**YOUR OBJECTIVE**
Convert every line of the records below into a JSON list of strings, one string per line, omitting blank lines and leaving the pictures out.

* begin AVAILABLE RECORDS *

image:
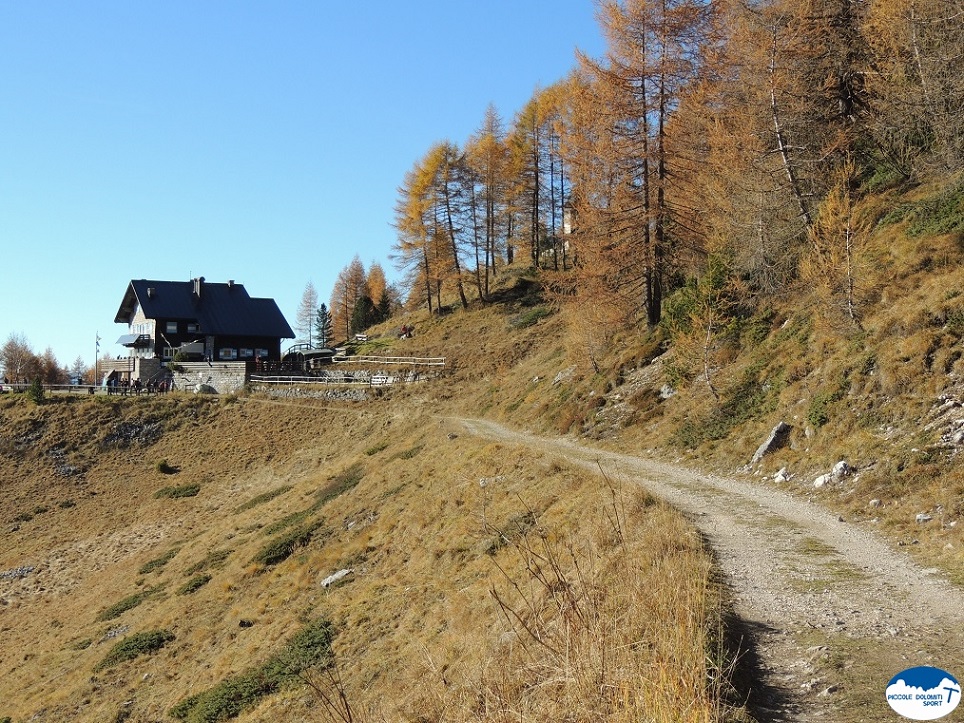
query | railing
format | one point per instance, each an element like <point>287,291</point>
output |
<point>343,380</point>
<point>395,360</point>
<point>20,387</point>
<point>64,388</point>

* end AVAILABLE RECORDS *

**IN RESPONSE**
[
  "image:",
  "query | railing",
  "format | one point per instance, each an element like <point>287,291</point>",
  "output |",
  "<point>343,380</point>",
  "<point>395,360</point>",
  "<point>20,387</point>",
  "<point>64,388</point>"
]